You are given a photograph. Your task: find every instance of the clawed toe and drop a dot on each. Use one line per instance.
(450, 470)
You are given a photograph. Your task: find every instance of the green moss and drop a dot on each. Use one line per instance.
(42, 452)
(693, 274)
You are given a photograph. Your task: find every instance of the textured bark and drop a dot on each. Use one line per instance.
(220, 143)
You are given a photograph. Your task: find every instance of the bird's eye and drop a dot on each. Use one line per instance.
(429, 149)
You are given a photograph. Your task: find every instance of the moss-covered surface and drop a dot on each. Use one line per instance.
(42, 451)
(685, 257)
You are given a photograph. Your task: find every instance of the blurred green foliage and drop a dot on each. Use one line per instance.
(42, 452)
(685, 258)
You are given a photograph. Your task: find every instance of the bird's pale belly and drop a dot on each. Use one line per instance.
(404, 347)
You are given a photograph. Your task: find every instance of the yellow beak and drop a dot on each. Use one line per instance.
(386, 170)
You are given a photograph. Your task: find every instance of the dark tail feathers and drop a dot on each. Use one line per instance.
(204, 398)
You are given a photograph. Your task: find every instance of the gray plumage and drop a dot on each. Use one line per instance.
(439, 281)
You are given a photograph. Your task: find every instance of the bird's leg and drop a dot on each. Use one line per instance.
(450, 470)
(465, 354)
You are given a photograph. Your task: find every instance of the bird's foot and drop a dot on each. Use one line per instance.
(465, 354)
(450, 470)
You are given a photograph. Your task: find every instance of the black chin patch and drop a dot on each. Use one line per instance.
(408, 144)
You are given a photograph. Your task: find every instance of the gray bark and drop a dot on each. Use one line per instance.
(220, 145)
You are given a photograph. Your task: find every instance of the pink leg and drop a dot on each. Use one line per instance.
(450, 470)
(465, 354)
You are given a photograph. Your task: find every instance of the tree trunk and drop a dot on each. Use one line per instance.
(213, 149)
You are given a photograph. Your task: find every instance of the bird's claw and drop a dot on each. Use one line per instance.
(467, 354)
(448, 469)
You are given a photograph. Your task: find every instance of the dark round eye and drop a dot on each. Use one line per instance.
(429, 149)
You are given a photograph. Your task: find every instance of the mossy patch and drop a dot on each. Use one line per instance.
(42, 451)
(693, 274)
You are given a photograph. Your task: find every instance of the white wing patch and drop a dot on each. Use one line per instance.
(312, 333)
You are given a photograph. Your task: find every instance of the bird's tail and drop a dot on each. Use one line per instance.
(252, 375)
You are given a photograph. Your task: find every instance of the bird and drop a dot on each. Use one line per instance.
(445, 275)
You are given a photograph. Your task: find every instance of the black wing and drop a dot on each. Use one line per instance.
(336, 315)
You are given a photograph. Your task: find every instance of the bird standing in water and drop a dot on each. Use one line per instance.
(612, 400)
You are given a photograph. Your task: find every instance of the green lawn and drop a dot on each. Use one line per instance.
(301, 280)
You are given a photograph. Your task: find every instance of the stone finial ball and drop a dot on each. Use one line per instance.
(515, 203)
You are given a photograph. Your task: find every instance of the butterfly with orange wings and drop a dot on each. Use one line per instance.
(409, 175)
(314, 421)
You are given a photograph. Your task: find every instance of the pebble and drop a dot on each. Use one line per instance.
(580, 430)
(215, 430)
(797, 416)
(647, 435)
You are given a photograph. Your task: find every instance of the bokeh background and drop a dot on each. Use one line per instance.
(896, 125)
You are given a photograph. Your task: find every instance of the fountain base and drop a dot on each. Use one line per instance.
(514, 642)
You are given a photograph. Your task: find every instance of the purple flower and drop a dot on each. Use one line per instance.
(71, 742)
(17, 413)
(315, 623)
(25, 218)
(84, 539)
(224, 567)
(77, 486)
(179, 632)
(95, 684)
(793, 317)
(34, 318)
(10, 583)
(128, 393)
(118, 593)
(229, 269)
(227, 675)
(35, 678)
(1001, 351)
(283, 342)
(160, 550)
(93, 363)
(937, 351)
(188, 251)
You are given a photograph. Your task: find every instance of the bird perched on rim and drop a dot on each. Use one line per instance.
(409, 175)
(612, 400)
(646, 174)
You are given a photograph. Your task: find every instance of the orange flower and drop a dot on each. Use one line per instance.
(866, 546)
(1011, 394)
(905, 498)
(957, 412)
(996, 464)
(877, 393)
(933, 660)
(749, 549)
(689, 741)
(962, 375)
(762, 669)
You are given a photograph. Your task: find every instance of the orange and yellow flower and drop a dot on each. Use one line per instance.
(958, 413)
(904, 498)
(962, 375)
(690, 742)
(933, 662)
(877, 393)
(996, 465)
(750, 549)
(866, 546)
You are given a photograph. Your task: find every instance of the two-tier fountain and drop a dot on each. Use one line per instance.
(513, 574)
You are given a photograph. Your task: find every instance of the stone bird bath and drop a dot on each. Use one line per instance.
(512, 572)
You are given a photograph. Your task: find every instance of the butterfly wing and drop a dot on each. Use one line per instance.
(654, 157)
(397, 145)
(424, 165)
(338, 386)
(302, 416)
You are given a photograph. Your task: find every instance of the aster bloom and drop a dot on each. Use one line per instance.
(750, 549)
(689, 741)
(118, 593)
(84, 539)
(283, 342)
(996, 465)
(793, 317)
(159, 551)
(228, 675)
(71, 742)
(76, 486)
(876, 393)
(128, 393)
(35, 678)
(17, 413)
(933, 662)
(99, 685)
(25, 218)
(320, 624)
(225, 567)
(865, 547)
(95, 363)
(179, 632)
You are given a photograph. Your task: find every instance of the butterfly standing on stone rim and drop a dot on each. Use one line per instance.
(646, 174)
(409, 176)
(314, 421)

□ □ □ □ □ □ □

Problem details = Write all the entries again precisely as they were given.

Exercise output =
You are given a photograph. Your task: find every instance of the clawed toe and drop a dot on each. Use one line per instance.
(450, 470)
You are given a photograph. Your task: find every instance of the green moss and drop a dot on each. Use one line per instance.
(42, 452)
(693, 274)
You are given a photograph. Your task: find every instance of the textured bark and drop a dot on each. Use one line per instance.
(220, 143)
You are given a photograph. Your task: find every instance of the bird's eye and drop a dot on each. Use one line per instance.
(429, 149)
You are given a photograph. Your task: find every instance of the moss-covered surface and drop a dot on each. Use one line per instance.
(42, 451)
(685, 257)
You are given a photograph. Your task: find every instance of the blurred green foliage and drop a dot on each. Use one line per instance.
(42, 452)
(685, 258)
You are given a photograph. Your task: find every instance of the bird's pale belly and drop a dot on each. Use one line per instance.
(404, 347)
You are given a photograph. Your task: find every instance of the yellow beak and drop a dot on each. Use one line per instance.
(386, 170)
You are given a photograph. Your task: find every instance of the dark tail feathers and drop a dot on each. Use one line per instance.
(204, 398)
You are given a photograph. Your task: find every instance of the gray plumage and drop a dot on each. Use one line per instance.
(439, 281)
You are given a photograph. Your task: find every instance of the bird's leg and drop a dot on each. Use one line per instance.
(450, 470)
(465, 354)
You are given a photograph. Your task: find every instance of the bird's foot and drop a dot on each. Use one line per instance.
(465, 354)
(450, 470)
You are given a photograph. Your task: find every instance of the black chin patch and drop a dot on each. Use one line per instance.
(408, 144)
You are given a photograph. Your task: find every instance of the gray bark and drop a dot on each. Use one line per instance.
(220, 145)
You are given a photograph. Your task: find every instance of the pink leg and drop a dot on each. Use one line per instance.
(450, 470)
(465, 354)
You are given a photograph. Your task: find every instance of the tree trunk and drop a dot on each. Use one line per instance.
(213, 149)
You are given a photograph. Your task: find every instance of the bird's claw and drop a dot on each. Use one line per instance.
(467, 354)
(448, 469)
You are given a photograph. Your task: find every instance of the dark round eye and drop a dot on each. Use one line per instance.
(429, 149)
You are given a photograph. Your task: find every instance of the mossy patch and drop a dot on each. Use one line per instance.
(42, 451)
(693, 274)
You are given a photograph. Your task: find every instance of the white wing patch and drop a dot on each. Use one line per instance.
(312, 333)
You are given a photograph. Your task: find every instance of the bird's tail and drop a dot on each. Use one line per instance.
(252, 375)
You are given a photograph. Your task: find every instance of the bird and drop a dot on each. Use one line per instance.
(445, 275)
You are given a photograph. Your task: find every instance of the black wing and drop a dot on each. Use one line per instance.
(336, 315)
You are given a photograph. Your task: find every instance of the bird standing in water and drop a dot on each. Use one line per instance.
(612, 400)
You are given a photograph. Your task: find every instance of the green lawn and drop a dot on each. Use one line per instance.
(301, 280)
You are given a photograph. Your task: find every instance of the stone finial ball and drop a dot on each. Use one line per instance.
(515, 203)
You are given a photograph. Your task: find every instance of the butterfly with orange wings and drop a dot on each. Use one line per instance.
(409, 175)
(314, 421)
You are given a photograph. Your task: find every instance of the pebble and drop a dot on each. Use one line per instance.
(580, 430)
(215, 430)
(797, 416)
(647, 435)
You are given a photograph. Your task: find every instance of the bokeh background and drop a dot on each. Use one line per instance.
(896, 125)
You are given a photograph. Your task: find every instance of the fountain base and drop a dot on each. Use one line per instance.
(514, 642)
You are given a photograph. Your task: find every instance of the purple flower and drop a dot on each. Use one line per instance.
(71, 742)
(17, 413)
(315, 623)
(25, 218)
(84, 539)
(224, 567)
(77, 486)
(179, 632)
(95, 684)
(793, 317)
(34, 318)
(10, 583)
(128, 393)
(118, 593)
(229, 269)
(227, 675)
(35, 678)
(1001, 351)
(283, 342)
(160, 550)
(93, 363)
(937, 351)
(188, 251)
You are given a photograph. Your task: find every instance of the bird perched on rim and drop a dot on each. Use one line per instance.
(409, 175)
(612, 400)
(646, 174)
You are given a photograph. Your task: find every instance of the orange flower and drop a dot on each. Use one line per instance.
(866, 546)
(1011, 394)
(905, 498)
(957, 412)
(996, 464)
(877, 393)
(933, 660)
(749, 549)
(689, 741)
(962, 375)
(762, 669)
You are given a photograph. Your task: find every instance of the orange and yellow flower and drop a dot on each. Use one line per instance.
(958, 413)
(904, 498)
(962, 375)
(690, 742)
(933, 662)
(877, 393)
(996, 465)
(750, 549)
(866, 546)
You are given a photograph. Your task: find every instance of the two-tier fountain and drop a dot on each. Use one line per instance.
(513, 574)
You are given a photograph. Your task: find every instance of the stone bird bath and drop a dot on each. Use one line per instance.
(512, 572)
You are given a photograph. Your task: find every instance of the butterfly wing and drop a dot on each. Use one line per instance.
(654, 157)
(397, 145)
(424, 165)
(338, 386)
(302, 416)
You are given a photograph. Your task: find every instance of the aster bloom and drop a dot on each. Use one line per instance.
(750, 549)
(689, 741)
(118, 593)
(84, 539)
(283, 342)
(996, 465)
(793, 317)
(159, 551)
(228, 675)
(71, 742)
(76, 486)
(876, 393)
(128, 393)
(35, 678)
(17, 413)
(933, 662)
(99, 685)
(25, 218)
(320, 624)
(225, 567)
(865, 547)
(95, 363)
(179, 632)
You are given a photograph. Your task: find every instance of the butterfly standing on stone rim and drop a dot on each. Use one line per instance.
(646, 174)
(409, 176)
(314, 421)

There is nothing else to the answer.